■ Directions for this task
Rewrite as a numbered list everything from the line containing "small young leaf ->" down to the line containing "255 523 L 339", both included and with blank lines omitted. Present those lines alone.

Boundary labeling items
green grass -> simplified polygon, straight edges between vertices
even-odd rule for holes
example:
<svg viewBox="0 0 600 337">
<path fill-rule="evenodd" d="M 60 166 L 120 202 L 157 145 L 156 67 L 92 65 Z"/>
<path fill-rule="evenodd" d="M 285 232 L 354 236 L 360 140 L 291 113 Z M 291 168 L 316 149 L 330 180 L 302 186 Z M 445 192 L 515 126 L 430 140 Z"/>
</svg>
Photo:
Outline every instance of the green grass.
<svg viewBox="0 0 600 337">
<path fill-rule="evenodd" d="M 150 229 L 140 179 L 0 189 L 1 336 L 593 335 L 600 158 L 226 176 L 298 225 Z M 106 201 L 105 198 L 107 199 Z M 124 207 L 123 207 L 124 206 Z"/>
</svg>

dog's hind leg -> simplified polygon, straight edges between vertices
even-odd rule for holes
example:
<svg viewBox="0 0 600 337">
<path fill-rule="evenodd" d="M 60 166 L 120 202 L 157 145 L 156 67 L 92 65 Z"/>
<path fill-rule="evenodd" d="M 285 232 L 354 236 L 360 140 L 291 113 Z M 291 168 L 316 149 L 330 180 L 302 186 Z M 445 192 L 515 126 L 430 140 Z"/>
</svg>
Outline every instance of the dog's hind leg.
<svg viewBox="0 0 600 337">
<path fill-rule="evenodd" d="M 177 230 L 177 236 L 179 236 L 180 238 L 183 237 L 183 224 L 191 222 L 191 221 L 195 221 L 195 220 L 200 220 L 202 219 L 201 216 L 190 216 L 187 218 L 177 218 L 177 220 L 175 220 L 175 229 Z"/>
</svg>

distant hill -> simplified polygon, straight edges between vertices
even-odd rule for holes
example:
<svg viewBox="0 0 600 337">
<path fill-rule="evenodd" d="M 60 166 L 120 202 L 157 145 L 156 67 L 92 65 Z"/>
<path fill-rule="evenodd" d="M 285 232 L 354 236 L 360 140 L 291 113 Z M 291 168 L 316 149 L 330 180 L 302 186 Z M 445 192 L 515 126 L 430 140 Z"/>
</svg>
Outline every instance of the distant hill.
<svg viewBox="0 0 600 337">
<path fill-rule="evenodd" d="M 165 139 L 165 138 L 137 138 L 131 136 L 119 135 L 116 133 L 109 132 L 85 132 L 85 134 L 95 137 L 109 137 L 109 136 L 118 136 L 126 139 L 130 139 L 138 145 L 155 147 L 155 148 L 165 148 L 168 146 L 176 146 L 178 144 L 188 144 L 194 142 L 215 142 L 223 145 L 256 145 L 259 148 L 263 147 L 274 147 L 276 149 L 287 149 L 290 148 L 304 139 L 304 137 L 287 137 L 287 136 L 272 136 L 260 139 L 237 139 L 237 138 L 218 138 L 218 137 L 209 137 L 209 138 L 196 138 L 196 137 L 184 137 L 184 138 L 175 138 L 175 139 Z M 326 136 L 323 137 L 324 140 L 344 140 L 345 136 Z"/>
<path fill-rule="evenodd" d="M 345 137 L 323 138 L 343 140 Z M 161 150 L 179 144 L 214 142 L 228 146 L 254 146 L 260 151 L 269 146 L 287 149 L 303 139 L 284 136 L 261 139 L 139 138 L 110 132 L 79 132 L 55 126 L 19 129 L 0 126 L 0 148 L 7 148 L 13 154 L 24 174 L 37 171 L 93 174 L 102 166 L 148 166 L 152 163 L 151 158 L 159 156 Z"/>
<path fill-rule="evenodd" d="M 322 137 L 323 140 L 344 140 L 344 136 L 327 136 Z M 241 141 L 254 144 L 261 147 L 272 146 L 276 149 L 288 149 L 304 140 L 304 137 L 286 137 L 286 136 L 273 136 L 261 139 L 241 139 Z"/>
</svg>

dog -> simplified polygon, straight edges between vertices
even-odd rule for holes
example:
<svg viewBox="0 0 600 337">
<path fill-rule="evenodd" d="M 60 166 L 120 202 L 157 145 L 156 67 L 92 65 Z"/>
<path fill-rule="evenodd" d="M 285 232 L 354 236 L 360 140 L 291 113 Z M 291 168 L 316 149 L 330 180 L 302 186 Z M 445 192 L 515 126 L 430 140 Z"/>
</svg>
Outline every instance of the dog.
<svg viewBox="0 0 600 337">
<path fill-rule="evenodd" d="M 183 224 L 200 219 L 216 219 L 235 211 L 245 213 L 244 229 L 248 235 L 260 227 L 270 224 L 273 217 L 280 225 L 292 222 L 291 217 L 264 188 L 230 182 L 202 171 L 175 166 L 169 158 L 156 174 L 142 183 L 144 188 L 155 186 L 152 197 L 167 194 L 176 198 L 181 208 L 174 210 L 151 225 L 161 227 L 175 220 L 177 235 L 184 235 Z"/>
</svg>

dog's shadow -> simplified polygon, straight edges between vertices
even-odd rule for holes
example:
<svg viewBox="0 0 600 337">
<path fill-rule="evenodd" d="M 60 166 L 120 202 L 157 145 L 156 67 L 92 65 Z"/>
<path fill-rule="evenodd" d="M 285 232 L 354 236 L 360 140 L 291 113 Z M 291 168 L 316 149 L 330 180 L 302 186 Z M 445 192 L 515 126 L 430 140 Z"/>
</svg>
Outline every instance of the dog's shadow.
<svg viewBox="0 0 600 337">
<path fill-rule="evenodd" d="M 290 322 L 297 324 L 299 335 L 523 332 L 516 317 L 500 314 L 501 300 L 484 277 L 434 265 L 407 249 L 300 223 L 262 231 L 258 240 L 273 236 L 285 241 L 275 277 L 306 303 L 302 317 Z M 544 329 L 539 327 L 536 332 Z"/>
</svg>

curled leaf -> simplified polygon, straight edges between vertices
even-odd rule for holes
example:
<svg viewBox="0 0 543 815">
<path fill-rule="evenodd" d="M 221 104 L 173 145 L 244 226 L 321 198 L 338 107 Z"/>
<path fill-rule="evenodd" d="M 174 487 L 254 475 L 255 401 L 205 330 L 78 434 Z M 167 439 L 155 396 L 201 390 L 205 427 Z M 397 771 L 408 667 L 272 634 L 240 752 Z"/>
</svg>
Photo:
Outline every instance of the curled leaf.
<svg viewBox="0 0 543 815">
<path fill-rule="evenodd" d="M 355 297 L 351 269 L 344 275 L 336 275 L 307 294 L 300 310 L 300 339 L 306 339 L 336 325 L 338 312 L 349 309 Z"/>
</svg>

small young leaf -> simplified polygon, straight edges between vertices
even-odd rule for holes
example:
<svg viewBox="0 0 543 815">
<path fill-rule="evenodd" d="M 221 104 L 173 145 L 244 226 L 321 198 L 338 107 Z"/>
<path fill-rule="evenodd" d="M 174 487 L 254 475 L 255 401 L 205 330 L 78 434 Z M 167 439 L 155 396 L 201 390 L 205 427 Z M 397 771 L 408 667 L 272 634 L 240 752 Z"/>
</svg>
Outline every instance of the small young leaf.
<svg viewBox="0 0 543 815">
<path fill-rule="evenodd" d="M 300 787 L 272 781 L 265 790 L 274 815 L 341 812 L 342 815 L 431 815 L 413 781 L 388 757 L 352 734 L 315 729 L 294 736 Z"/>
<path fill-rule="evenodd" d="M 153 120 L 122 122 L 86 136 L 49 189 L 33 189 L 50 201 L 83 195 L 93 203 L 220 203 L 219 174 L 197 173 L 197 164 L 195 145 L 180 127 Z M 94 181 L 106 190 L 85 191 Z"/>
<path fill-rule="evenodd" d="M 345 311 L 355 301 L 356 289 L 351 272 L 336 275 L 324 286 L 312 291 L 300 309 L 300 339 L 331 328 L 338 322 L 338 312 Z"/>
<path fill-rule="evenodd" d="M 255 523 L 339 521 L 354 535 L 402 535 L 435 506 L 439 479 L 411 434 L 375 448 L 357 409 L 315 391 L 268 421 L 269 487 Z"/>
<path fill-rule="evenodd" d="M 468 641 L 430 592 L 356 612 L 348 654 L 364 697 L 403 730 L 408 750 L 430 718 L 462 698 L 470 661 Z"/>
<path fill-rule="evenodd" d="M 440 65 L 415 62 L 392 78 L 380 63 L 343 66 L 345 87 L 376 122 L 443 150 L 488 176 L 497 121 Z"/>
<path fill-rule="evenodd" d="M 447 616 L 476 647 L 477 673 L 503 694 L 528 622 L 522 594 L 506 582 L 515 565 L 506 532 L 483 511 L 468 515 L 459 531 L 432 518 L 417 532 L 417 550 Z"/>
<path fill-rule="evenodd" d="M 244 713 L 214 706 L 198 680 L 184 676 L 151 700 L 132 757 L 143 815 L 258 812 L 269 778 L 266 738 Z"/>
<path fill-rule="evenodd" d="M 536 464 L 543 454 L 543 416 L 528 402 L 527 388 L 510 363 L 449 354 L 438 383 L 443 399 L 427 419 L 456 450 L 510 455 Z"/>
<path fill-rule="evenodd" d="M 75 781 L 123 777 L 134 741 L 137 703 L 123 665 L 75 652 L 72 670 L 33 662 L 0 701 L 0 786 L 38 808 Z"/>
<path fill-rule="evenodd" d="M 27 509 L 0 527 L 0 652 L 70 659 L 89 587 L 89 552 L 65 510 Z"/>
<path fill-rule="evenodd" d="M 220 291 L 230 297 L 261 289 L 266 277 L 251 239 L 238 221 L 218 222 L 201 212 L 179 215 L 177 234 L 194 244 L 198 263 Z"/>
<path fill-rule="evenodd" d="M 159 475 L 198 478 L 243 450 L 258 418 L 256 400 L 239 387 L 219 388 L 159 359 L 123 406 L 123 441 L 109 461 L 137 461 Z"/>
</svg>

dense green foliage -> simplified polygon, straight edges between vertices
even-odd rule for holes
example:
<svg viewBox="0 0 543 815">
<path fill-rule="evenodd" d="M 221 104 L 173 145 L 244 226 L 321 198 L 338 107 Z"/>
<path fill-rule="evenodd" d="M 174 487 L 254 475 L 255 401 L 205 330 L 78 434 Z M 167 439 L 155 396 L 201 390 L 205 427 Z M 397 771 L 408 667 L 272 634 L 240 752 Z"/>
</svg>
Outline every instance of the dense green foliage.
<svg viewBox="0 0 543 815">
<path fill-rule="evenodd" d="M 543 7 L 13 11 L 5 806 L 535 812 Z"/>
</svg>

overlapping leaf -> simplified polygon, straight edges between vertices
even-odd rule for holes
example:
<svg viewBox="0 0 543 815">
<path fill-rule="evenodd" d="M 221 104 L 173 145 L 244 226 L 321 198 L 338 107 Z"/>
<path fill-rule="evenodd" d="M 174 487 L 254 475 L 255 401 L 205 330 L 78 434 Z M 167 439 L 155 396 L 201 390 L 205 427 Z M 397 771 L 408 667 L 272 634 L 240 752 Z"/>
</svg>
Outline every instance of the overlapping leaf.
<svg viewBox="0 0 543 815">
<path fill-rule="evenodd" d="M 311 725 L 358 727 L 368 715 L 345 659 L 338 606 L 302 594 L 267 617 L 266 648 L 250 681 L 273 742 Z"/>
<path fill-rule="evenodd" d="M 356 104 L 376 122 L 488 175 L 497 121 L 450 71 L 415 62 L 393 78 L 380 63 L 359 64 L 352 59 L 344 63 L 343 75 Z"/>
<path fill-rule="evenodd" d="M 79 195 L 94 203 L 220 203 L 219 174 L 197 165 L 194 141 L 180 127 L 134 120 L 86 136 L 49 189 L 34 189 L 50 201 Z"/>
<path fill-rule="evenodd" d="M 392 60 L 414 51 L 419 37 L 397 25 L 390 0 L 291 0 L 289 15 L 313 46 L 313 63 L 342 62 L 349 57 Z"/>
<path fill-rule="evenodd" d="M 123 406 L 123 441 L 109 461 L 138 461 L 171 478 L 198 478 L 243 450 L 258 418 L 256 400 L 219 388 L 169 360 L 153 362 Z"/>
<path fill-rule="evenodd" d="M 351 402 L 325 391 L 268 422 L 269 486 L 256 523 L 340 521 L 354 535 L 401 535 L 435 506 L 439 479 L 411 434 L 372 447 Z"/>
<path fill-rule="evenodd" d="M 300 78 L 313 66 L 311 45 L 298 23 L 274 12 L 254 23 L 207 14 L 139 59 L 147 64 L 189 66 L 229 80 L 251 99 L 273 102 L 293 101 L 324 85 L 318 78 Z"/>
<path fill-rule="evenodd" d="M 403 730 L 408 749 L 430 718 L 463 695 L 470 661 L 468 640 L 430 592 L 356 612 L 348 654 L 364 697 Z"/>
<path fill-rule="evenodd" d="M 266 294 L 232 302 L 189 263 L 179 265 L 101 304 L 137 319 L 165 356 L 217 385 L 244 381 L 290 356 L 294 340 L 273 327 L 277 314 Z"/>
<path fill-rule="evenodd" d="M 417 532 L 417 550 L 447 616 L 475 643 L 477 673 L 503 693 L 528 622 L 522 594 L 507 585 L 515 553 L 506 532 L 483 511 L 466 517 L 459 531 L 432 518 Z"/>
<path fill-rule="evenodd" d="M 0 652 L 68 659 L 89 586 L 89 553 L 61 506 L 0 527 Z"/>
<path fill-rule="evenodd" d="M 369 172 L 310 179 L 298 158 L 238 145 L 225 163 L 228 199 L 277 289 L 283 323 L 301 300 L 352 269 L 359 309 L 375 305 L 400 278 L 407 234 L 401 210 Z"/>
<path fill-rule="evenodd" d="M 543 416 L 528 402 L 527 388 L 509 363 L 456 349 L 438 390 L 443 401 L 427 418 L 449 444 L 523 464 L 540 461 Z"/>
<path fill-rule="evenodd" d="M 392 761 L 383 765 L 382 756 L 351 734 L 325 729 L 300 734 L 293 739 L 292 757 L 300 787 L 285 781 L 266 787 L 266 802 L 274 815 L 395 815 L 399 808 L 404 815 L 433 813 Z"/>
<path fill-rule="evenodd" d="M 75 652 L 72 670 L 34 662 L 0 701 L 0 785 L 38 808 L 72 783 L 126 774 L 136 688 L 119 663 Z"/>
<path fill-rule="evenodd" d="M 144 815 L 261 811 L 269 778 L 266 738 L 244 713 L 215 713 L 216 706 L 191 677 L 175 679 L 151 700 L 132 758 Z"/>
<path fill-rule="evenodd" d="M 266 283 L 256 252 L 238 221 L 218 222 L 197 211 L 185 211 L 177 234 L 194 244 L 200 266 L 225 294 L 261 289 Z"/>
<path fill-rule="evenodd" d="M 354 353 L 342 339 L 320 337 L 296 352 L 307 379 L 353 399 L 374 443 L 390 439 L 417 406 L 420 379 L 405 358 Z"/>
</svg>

■ Result for this task
1. small young leaf -> simplified polygon, straight edges between vertices
2. even-odd rule for holes
3. example:
4. <svg viewBox="0 0 543 815">
5. <path fill-rule="evenodd" d="M 221 104 L 173 145 L 244 226 L 321 198 L 338 107 Z"/>
6. <path fill-rule="evenodd" d="M 174 487 L 254 475 L 255 401 L 205 330 L 78 434 Z M 167 439 L 155 396 L 201 390 L 205 427 Z M 397 771 L 408 667 L 272 634 L 240 752 Z"/>
7. </svg>
8. Outline every instance of the small young leaf.
9. <svg viewBox="0 0 543 815">
10. <path fill-rule="evenodd" d="M 300 787 L 272 781 L 265 790 L 274 815 L 341 812 L 342 815 L 431 815 L 413 781 L 388 757 L 352 734 L 315 729 L 294 736 Z"/>
11. <path fill-rule="evenodd" d="M 153 120 L 122 122 L 86 136 L 49 189 L 33 189 L 50 201 L 83 195 L 93 203 L 220 203 L 219 174 L 197 173 L 197 164 L 195 145 L 180 127 Z M 94 181 L 106 190 L 85 191 Z"/>
12. <path fill-rule="evenodd" d="M 345 311 L 355 301 L 356 289 L 351 272 L 336 275 L 324 286 L 312 291 L 300 309 L 300 339 L 331 328 L 338 322 L 338 312 Z"/>
13. <path fill-rule="evenodd" d="M 255 523 L 339 521 L 354 535 L 402 535 L 435 506 L 439 479 L 411 434 L 375 448 L 357 409 L 315 391 L 268 421 L 269 487 Z"/>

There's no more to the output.